───── EXTRACTED MATERIAL ─────

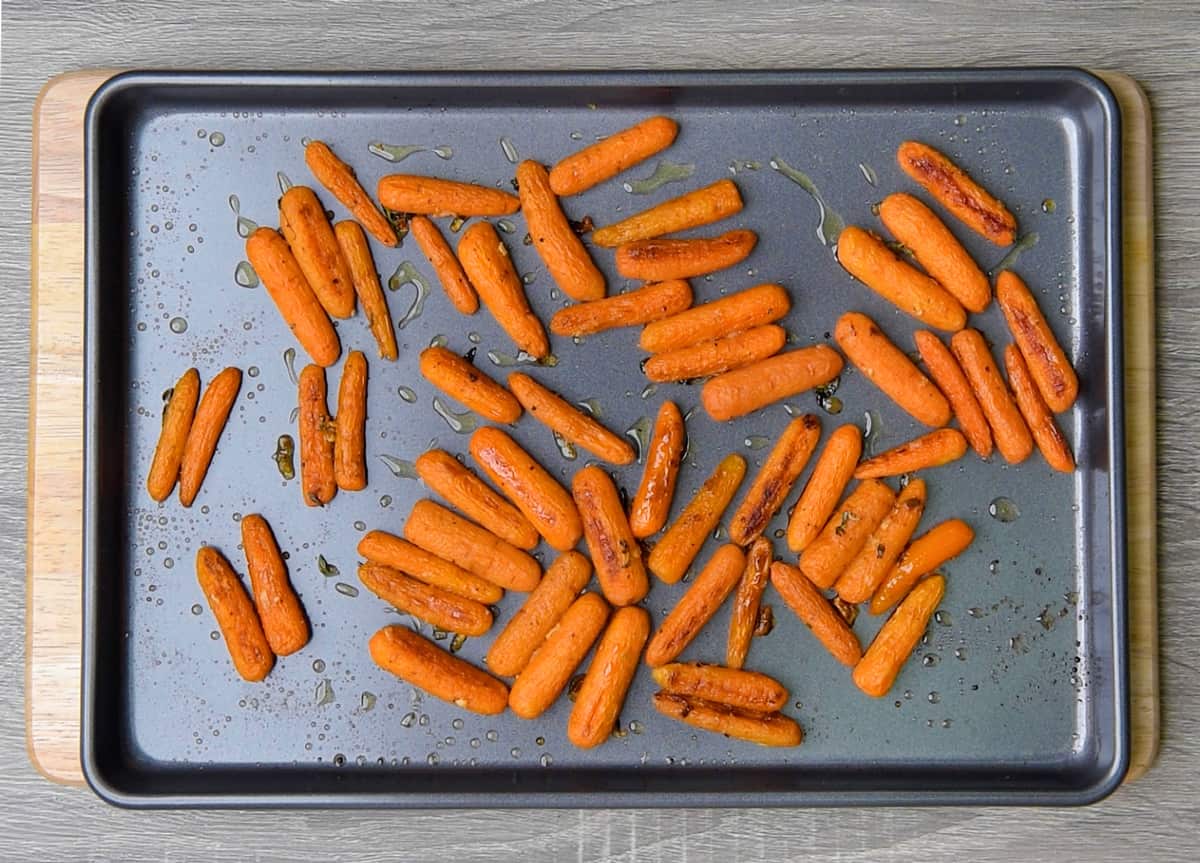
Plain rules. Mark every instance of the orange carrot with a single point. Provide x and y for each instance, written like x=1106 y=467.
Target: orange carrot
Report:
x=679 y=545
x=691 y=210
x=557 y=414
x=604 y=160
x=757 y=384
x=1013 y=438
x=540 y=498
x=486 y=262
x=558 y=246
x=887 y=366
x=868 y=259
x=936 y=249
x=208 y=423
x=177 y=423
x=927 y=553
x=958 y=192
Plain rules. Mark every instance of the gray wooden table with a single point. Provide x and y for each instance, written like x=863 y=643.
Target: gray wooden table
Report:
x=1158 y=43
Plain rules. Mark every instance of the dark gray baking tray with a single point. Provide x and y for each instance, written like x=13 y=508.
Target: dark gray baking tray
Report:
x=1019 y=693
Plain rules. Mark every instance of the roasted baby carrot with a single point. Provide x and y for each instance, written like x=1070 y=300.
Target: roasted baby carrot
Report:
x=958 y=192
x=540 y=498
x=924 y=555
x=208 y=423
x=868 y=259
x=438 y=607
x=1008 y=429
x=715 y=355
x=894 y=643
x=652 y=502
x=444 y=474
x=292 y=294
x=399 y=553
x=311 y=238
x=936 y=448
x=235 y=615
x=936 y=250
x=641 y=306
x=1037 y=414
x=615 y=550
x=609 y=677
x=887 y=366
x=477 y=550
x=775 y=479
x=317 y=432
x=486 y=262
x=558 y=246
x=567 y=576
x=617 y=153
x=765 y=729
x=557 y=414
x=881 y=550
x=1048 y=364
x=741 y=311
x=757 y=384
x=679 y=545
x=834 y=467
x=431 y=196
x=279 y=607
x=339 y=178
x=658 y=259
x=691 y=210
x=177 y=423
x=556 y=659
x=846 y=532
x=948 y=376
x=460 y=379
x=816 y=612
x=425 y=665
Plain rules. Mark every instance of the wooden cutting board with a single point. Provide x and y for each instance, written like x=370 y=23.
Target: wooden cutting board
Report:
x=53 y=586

─────
───── EXTRACTED MATERIAL ─────

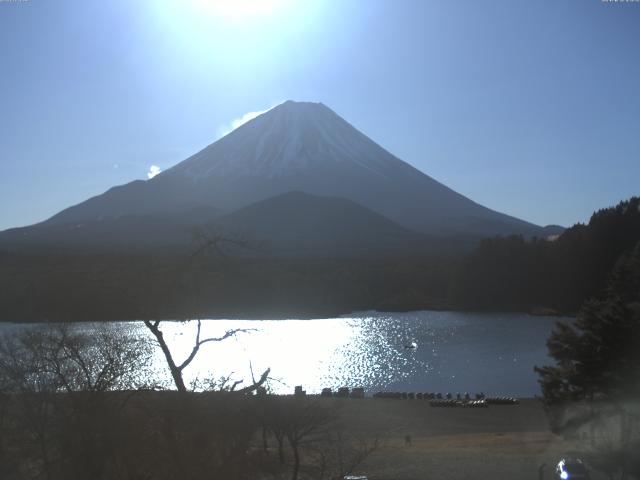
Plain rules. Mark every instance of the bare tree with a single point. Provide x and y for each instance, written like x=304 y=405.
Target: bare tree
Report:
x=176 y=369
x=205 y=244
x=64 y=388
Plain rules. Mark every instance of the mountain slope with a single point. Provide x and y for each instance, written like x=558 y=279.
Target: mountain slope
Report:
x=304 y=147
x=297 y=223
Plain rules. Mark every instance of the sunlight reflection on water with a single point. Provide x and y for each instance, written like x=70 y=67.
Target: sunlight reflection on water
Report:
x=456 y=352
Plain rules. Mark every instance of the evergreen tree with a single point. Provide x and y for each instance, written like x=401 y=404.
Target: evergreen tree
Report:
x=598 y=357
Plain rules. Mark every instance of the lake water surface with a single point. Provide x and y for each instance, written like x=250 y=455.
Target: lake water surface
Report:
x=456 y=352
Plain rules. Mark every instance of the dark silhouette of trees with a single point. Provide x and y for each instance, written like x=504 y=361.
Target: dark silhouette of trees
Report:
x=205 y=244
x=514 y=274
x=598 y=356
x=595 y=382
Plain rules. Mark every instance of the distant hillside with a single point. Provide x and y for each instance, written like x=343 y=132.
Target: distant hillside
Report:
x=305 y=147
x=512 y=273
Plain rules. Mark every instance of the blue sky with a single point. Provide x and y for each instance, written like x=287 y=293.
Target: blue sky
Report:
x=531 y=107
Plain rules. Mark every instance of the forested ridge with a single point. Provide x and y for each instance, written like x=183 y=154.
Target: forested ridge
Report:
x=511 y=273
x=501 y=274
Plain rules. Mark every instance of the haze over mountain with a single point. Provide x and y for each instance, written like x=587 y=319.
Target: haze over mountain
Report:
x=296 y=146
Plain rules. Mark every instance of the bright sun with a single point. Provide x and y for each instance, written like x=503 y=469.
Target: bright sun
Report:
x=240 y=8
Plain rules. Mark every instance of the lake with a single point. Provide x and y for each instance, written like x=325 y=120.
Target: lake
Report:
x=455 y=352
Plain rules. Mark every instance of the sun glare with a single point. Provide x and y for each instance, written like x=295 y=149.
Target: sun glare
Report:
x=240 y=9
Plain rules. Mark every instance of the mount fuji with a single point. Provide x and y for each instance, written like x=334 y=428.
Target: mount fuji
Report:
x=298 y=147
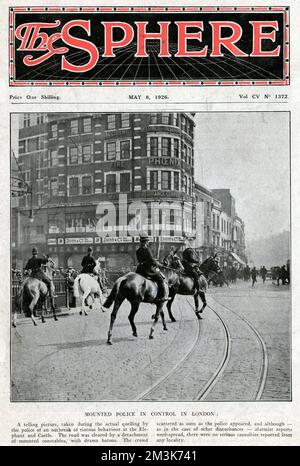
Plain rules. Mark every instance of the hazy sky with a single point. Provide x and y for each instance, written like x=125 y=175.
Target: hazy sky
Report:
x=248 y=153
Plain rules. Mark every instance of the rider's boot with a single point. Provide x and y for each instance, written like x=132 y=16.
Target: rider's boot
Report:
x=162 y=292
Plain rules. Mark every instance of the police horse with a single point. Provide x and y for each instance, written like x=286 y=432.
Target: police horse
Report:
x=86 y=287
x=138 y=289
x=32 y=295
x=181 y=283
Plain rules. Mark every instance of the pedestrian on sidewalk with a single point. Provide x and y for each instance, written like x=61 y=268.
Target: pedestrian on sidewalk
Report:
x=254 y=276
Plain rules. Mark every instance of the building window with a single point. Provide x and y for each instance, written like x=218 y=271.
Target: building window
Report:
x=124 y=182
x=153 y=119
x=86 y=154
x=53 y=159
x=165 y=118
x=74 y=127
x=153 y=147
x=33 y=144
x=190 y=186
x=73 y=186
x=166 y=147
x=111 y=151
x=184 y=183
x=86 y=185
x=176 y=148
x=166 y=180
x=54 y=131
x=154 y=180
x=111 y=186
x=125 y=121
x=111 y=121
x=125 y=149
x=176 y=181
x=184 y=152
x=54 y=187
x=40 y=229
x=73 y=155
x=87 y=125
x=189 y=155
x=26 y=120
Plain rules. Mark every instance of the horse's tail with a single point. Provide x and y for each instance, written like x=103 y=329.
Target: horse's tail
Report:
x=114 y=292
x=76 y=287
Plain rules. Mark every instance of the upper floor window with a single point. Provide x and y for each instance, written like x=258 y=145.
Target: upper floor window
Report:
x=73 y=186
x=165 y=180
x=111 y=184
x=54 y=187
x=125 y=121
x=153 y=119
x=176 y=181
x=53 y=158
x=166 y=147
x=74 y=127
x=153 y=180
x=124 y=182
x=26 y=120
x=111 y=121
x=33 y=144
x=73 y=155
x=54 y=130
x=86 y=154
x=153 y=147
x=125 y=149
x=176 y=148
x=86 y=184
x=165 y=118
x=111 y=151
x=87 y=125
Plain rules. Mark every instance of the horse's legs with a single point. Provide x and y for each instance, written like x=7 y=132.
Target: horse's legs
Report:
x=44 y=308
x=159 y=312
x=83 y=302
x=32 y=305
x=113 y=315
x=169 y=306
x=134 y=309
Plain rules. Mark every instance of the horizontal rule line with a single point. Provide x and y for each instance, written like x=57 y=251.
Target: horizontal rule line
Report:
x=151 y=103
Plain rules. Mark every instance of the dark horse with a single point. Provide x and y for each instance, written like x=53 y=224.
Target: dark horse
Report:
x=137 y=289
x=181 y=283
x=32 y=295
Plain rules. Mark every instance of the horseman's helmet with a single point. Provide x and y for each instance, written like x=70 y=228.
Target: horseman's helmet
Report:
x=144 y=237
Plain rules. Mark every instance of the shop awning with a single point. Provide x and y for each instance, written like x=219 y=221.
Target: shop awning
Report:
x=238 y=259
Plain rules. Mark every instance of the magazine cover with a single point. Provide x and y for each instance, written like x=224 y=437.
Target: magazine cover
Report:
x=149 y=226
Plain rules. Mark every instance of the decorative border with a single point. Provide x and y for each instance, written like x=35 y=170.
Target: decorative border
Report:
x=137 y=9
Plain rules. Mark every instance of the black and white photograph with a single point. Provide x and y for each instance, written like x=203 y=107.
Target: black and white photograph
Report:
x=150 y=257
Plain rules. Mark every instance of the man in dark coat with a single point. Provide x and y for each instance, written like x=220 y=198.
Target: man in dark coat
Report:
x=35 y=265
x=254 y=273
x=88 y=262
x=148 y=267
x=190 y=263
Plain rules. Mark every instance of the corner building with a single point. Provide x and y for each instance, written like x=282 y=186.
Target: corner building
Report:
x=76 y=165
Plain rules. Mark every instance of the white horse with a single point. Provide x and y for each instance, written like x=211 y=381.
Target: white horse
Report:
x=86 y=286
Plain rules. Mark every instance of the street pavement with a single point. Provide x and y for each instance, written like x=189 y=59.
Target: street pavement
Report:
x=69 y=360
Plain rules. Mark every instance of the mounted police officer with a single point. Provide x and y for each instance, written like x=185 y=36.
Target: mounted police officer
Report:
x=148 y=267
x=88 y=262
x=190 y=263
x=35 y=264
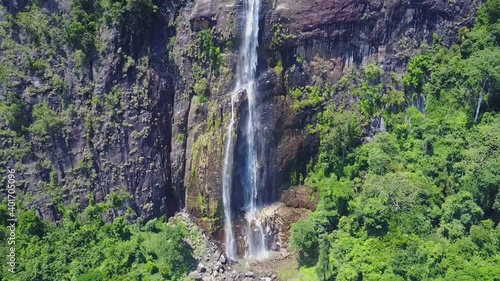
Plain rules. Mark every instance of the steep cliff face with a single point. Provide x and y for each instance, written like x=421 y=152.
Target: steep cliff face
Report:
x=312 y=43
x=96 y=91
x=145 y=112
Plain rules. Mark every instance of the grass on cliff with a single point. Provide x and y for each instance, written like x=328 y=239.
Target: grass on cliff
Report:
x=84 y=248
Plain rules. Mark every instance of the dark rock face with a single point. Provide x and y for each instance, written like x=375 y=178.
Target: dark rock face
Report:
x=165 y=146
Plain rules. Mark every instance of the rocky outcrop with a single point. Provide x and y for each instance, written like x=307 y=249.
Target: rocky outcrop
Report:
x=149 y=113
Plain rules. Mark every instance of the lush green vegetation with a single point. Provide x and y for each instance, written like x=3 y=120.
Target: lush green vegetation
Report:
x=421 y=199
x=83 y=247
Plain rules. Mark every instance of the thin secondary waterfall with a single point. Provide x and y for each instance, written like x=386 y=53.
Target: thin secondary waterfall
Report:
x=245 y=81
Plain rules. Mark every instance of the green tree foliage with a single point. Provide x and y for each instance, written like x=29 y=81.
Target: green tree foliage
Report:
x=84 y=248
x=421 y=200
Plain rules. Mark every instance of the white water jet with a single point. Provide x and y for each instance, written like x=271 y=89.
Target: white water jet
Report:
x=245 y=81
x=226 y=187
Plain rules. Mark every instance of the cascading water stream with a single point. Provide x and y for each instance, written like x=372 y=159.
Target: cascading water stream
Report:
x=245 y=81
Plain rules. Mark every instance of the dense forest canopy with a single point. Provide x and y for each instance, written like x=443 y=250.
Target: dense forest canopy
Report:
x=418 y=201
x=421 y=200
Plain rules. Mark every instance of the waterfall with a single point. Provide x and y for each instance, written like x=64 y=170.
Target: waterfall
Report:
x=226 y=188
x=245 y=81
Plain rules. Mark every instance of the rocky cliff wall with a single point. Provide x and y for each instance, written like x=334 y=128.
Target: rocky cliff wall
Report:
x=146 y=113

─────
───── EXTRACTED MATERIAL ─────

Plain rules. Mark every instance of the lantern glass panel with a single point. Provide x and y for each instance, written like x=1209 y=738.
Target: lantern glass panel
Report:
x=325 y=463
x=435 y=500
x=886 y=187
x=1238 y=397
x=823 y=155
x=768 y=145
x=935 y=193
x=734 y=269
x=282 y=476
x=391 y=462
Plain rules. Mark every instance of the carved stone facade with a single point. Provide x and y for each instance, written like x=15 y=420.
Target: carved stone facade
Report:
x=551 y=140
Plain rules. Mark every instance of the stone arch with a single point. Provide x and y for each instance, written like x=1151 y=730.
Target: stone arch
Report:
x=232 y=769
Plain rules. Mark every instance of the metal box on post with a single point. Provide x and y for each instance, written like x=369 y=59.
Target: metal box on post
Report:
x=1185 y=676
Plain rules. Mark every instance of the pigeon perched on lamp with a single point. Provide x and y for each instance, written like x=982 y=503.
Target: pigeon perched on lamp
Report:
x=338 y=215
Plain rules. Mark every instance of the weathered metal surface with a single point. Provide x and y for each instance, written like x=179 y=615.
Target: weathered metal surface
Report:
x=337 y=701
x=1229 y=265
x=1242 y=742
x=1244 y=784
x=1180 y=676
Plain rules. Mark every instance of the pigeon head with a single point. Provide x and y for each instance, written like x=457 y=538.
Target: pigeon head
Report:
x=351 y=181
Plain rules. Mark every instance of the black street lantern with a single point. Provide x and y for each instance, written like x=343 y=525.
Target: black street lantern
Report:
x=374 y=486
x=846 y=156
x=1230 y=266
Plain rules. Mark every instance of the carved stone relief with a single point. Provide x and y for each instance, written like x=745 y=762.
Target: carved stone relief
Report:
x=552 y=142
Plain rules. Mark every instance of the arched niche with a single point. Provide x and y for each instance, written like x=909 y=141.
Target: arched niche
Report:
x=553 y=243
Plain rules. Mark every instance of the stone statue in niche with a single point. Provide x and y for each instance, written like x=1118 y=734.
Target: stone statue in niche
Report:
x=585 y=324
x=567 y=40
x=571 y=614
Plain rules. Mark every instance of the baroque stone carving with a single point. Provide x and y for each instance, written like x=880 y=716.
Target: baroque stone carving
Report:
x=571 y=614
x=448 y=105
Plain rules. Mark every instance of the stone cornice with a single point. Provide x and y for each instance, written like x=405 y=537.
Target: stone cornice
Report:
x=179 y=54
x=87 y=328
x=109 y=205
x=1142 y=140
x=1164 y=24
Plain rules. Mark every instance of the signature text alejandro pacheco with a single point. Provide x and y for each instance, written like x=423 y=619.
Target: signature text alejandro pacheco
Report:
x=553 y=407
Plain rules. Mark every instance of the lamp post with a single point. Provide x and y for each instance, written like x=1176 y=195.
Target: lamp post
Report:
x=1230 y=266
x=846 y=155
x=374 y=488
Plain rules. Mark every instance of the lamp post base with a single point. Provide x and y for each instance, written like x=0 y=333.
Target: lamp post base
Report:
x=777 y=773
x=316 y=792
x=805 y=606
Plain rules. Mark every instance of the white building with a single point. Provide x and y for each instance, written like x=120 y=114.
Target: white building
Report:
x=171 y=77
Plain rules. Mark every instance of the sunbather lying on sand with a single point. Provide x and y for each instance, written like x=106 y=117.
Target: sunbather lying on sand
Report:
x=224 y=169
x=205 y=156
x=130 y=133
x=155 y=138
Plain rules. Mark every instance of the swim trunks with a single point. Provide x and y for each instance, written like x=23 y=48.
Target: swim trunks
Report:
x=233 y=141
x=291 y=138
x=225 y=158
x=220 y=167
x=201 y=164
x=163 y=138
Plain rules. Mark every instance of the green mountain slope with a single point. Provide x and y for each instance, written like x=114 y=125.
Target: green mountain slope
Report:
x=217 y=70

─────

## SHORT EXERCISE
Copy these lines exactly as they appear in the records, starting with the line that contains "Plain rules. Mark every instance of the orange" and ending after the line that contains "x=425 y=665".

## TASK SOLUTION
Plain rules. Mark every instance of the orange carrot with a single point. Provide x and y for each instance, written like x=1106 y=467.
Target: orange carrot
Report:
x=679 y=545
x=691 y=210
x=557 y=414
x=604 y=160
x=757 y=384
x=1013 y=438
x=540 y=498
x=486 y=262
x=558 y=246
x=887 y=366
x=868 y=259
x=936 y=249
x=208 y=423
x=177 y=423
x=927 y=553
x=958 y=192
Plain rules. Mark every instance of the gray wooden table with a single point. Provide x and y for each instance, written like x=863 y=643.
Target: gray wooden table
Report:
x=1158 y=43
Plain rules. Mark every instance of the dark gray baking tray with a single point. Provide x and y for each instance, written like x=13 y=508.
Target: dark gray baking tray
Report:
x=1019 y=693
Plain rules. Mark every instance of the roasted baby carrot with a single point. Provide x and y for each instance, written like x=1070 y=300.
Target: roasted baby carrot
Report:
x=958 y=192
x=540 y=498
x=924 y=555
x=208 y=423
x=868 y=259
x=438 y=607
x=1008 y=429
x=715 y=355
x=894 y=643
x=652 y=502
x=444 y=474
x=292 y=294
x=399 y=553
x=311 y=238
x=936 y=448
x=235 y=615
x=936 y=250
x=641 y=306
x=1037 y=414
x=615 y=550
x=609 y=677
x=887 y=366
x=477 y=550
x=775 y=479
x=317 y=432
x=486 y=262
x=558 y=246
x=567 y=576
x=617 y=153
x=765 y=729
x=557 y=414
x=881 y=550
x=1048 y=364
x=741 y=311
x=757 y=384
x=679 y=545
x=834 y=467
x=431 y=196
x=279 y=607
x=339 y=178
x=658 y=259
x=691 y=210
x=177 y=423
x=556 y=659
x=846 y=532
x=948 y=376
x=460 y=379
x=816 y=612
x=425 y=665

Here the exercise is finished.